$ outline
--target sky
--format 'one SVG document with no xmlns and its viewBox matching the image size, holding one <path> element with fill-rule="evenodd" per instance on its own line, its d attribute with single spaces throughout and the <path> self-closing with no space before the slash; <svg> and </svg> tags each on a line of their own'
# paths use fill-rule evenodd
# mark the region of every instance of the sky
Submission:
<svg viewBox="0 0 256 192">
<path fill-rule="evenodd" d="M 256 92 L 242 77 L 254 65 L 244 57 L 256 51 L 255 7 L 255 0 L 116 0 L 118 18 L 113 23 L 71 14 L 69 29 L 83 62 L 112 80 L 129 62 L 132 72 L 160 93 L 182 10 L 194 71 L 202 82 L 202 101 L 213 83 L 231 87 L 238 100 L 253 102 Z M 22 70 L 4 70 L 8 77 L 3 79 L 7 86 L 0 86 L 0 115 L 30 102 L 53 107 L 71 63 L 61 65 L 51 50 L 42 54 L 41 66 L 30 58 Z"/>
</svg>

* * *

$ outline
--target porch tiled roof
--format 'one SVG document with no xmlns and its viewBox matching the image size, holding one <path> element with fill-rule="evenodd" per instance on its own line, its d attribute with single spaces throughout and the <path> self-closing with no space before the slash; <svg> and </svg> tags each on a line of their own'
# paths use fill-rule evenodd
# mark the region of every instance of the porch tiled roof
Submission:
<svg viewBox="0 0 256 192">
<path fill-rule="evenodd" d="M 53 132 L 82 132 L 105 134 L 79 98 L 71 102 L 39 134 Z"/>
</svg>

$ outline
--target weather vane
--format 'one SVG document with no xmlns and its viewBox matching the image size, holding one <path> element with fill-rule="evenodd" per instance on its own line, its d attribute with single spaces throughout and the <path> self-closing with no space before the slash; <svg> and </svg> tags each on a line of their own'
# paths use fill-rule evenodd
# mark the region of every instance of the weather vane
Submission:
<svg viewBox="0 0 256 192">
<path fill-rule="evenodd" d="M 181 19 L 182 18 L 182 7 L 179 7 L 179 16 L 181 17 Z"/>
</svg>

→ **What this task involves**
Tally the lines of the listing above that contain the string "vane", treating uppercase and lowercase as different, and reply with only the number.

→ **Written answer**
2